Start of Input material
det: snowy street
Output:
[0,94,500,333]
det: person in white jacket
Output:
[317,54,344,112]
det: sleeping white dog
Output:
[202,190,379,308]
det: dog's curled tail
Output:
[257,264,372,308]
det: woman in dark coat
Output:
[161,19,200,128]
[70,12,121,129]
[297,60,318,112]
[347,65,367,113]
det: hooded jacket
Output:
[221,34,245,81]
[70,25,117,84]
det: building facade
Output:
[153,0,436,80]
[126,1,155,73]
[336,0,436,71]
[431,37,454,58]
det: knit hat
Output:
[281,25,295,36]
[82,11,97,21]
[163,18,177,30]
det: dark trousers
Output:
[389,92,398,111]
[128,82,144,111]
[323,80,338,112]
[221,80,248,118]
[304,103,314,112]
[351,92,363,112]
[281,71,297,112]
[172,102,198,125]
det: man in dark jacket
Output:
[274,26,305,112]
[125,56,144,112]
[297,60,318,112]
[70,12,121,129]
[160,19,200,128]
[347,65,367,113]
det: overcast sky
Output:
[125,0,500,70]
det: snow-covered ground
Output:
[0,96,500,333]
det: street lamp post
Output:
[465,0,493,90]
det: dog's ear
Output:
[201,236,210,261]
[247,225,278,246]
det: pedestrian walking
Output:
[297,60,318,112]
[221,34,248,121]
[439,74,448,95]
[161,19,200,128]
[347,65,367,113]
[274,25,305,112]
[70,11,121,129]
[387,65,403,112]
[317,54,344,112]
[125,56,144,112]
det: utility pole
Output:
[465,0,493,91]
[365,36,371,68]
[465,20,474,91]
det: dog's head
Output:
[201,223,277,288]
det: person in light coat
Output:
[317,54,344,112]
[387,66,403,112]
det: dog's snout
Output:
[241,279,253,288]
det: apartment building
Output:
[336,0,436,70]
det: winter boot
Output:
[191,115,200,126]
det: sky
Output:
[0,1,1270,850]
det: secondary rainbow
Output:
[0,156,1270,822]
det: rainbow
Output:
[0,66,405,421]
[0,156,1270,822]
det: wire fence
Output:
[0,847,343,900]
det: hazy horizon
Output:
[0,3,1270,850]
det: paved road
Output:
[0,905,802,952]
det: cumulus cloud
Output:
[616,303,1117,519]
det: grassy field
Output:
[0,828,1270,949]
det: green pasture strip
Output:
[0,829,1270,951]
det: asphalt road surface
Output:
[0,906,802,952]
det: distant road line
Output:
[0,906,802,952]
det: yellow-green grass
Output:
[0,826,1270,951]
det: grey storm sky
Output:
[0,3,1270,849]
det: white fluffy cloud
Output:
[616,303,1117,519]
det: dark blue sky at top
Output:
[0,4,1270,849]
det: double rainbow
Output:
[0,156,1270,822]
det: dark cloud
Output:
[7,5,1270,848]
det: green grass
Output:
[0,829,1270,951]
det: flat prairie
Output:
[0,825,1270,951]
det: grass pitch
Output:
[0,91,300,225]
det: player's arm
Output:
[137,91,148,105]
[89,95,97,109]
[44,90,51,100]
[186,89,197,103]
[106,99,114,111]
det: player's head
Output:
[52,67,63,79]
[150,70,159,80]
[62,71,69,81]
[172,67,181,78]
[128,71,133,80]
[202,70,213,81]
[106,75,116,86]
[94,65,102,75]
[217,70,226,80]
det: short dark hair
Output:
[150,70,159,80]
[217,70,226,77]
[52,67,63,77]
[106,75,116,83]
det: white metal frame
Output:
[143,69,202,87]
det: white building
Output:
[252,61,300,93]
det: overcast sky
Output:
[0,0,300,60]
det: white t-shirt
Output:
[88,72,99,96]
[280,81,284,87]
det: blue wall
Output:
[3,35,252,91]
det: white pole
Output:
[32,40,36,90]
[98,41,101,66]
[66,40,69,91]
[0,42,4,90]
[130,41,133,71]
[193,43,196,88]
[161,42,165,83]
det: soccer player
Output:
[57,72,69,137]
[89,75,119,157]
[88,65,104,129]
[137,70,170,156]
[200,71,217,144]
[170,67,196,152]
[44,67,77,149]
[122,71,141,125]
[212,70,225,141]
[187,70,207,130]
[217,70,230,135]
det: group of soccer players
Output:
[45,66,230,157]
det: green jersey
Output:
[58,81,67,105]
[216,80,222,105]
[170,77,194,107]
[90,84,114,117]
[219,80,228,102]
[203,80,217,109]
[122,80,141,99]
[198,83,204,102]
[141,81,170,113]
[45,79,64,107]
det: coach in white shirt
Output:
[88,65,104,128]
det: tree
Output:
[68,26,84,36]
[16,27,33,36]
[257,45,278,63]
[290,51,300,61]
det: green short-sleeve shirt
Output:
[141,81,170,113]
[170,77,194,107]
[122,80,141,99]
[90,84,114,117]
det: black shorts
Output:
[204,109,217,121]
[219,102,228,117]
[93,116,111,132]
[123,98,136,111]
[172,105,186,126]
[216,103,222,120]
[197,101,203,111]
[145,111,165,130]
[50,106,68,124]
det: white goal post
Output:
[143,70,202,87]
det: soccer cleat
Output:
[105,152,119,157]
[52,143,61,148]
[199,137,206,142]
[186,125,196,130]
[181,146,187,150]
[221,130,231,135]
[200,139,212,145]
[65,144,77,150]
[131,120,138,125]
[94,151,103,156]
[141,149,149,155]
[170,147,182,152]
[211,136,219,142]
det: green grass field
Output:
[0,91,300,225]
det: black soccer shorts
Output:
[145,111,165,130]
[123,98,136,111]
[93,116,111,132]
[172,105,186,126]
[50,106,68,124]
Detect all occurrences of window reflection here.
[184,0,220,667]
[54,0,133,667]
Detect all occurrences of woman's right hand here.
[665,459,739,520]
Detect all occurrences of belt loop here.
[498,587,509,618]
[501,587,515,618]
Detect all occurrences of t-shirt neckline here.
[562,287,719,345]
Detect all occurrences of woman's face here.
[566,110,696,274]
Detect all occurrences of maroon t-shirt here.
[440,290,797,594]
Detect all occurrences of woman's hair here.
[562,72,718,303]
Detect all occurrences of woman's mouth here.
End of Input material
*Work to complete:* Extract every one of the lines above verbatim, from the first to the last, without altering any of them.

*The reply:*
det: snowy street
Output:
[0,94,500,333]
det: person in white jacket
Output:
[317,54,344,112]
det: sleeping white dog
Output:
[202,190,379,308]
det: dog's curled tail
Output:
[257,264,372,308]
det: woman in dark coat
Output:
[161,19,200,128]
[70,12,121,129]
[297,60,318,112]
[347,65,367,113]
det: hooded jacket
Output:
[221,34,245,81]
[70,25,117,84]
det: building facade
Output:
[153,0,436,80]
[126,1,155,73]
[336,0,436,71]
[431,37,454,58]
det: knit hat
Output:
[281,25,295,36]
[82,11,97,21]
[163,18,177,30]
det: dark trousers
Output:
[389,92,398,111]
[128,82,144,111]
[323,80,338,112]
[221,80,248,118]
[304,103,314,112]
[351,92,363,112]
[281,71,297,112]
[172,102,198,125]
det: man in dark jacket
Output:
[274,26,305,112]
[125,56,144,112]
[297,60,318,112]
[70,12,121,129]
[160,19,200,128]
[347,65,367,113]
det: overcast sky
Output:
[125,0,500,70]
det: snow-covered ground
Output:
[0,96,500,333]
det: street lamp post
Output:
[465,0,493,90]
det: dog's ear
Output:
[201,236,210,261]
[247,225,278,246]
det: pedestrian walking
Output:
[297,60,318,112]
[221,34,248,121]
[439,74,448,95]
[161,19,200,128]
[347,65,367,113]
[274,25,305,112]
[70,11,121,129]
[387,65,403,112]
[317,54,344,112]
[125,56,144,112]
det: utility pole
Output:
[465,0,493,91]
[365,36,371,68]
[465,20,474,91]
det: dog's head
Output:
[201,223,277,288]
det: person in light coat
Output:
[317,54,344,112]
[387,66,403,112]
det: dog's snout
Output:
[241,279,253,288]
det: apartment building
Output:
[336,0,436,70]
det: winter boot
Output:
[191,115,200,126]
det: sky
Output:
[0,1,1270,850]
det: secondary rainbow
Output:
[0,156,1270,822]
det: rainbow
Output:
[0,66,405,421]
[0,156,1270,822]
det: wire fence
Output:
[0,847,343,900]
det: hazy horizon
Output:
[0,3,1270,850]
det: paved road
Output:
[0,905,802,952]
det: cumulus cloud
Output:
[616,303,1117,519]
det: grassy field
Output:
[0,828,1270,949]
det: green pasture strip
Output:
[0,829,1270,951]
det: asphalt road surface
Output:
[0,906,802,952]
det: distant road line
Output:
[0,906,802,952]
det: yellow-green grass
Output:
[0,826,1270,951]
det: grey storm sky
Output:
[0,3,1270,849]
det: white fluffy cloud
Output:
[616,303,1117,519]
det: dark blue sky at top
Output:
[0,4,1270,849]
det: double rainbow
Output:
[0,156,1270,822]
det: dark cloud
Output:
[7,5,1270,848]
det: green grass
Output:
[0,829,1270,951]
det: flat prairie
Output:
[0,825,1270,951]
det: grass pitch
Output:
[0,91,300,225]
det: player's arm
Output:
[137,91,148,105]
[89,95,97,109]
[44,90,51,100]
[186,89,197,103]
[106,99,114,111]
det: player's head
Output:
[52,67,63,79]
[150,70,159,80]
[62,71,69,81]
[172,67,181,78]
[128,71,133,80]
[202,70,213,81]
[106,75,116,86]
[94,65,102,75]
[217,70,226,80]
det: short dark hair
Output:
[150,70,159,80]
[217,70,226,77]
[52,67,63,77]
[106,75,116,83]
det: white metal frame
Output:
[143,69,202,87]
det: white building
Output:
[252,61,300,93]
det: overcast sky
Output:
[0,0,300,60]
det: white t-shirt
Output:
[88,72,99,96]
[280,81,284,87]
det: blue wall
Output:
[3,35,252,91]
det: white pole
Output:
[32,40,36,90]
[98,41,101,66]
[66,40,69,91]
[0,42,4,90]
[130,41,133,71]
[193,43,196,88]
[161,42,165,83]
det: soccer player
Output:
[57,72,69,137]
[89,75,119,157]
[88,65,104,129]
[137,70,170,156]
[200,71,217,144]
[170,67,196,152]
[44,67,77,149]
[122,71,141,125]
[212,70,225,141]
[187,70,207,130]
[217,70,230,135]
det: group of soccer players
Output:
[45,66,230,157]
det: green jersey
Output:
[58,81,67,105]
[216,80,222,105]
[170,77,194,107]
[90,84,114,117]
[219,80,228,102]
[203,80,217,109]
[122,80,141,99]
[198,83,204,102]
[141,81,170,113]
[45,79,64,107]
det: coach in white shirt
Output:
[88,65,104,128]
det: tree
Output:
[68,26,84,36]
[16,27,33,36]
[257,45,278,63]
[290,51,300,61]
det: green short-sleeve shirt
Output:
[141,81,170,113]
[170,77,194,107]
[122,80,141,99]
[90,84,114,117]
det: black shorts
Output:
[204,109,217,121]
[219,102,228,117]
[93,116,111,132]
[123,98,136,111]
[172,105,186,126]
[216,103,222,120]
[197,101,203,111]
[145,111,165,130]
[50,106,68,124]
det: white goal post
Output:
[143,70,202,87]
det: soccer cleat
Output:
[105,152,119,157]
[52,143,61,148]
[199,137,206,142]
[186,125,196,130]
[181,146,187,150]
[221,130,231,135]
[200,139,212,145]
[65,144,77,150]
[131,120,138,125]
[94,151,103,156]
[141,149,149,155]
[170,147,182,152]
[211,136,219,142]
det: green grass field
Output:
[0,91,300,225]
det: black soccer shorts
Output:
[145,111,165,130]
[123,98,136,111]
[93,116,111,132]
[172,105,186,126]
[50,106,68,124]
Detect all occurrences of window reflection here.
[184,0,220,667]
[54,0,133,667]
Detect all occurrences of woman's right hand here.
[665,459,739,520]
Detect all occurrences of belt loop here.
[498,587,509,618]
[501,587,515,618]
Detect all occurrences of t-shirt neckline here.
[562,287,719,345]
Detect all occurrences of woman's face here.
[566,110,696,274]
Detect all occurrences of maroon t-shirt here.
[440,290,797,594]
Detect all occurrences of woman's hair here.
[562,72,718,303]
Detect all occurrences of woman's mouth here.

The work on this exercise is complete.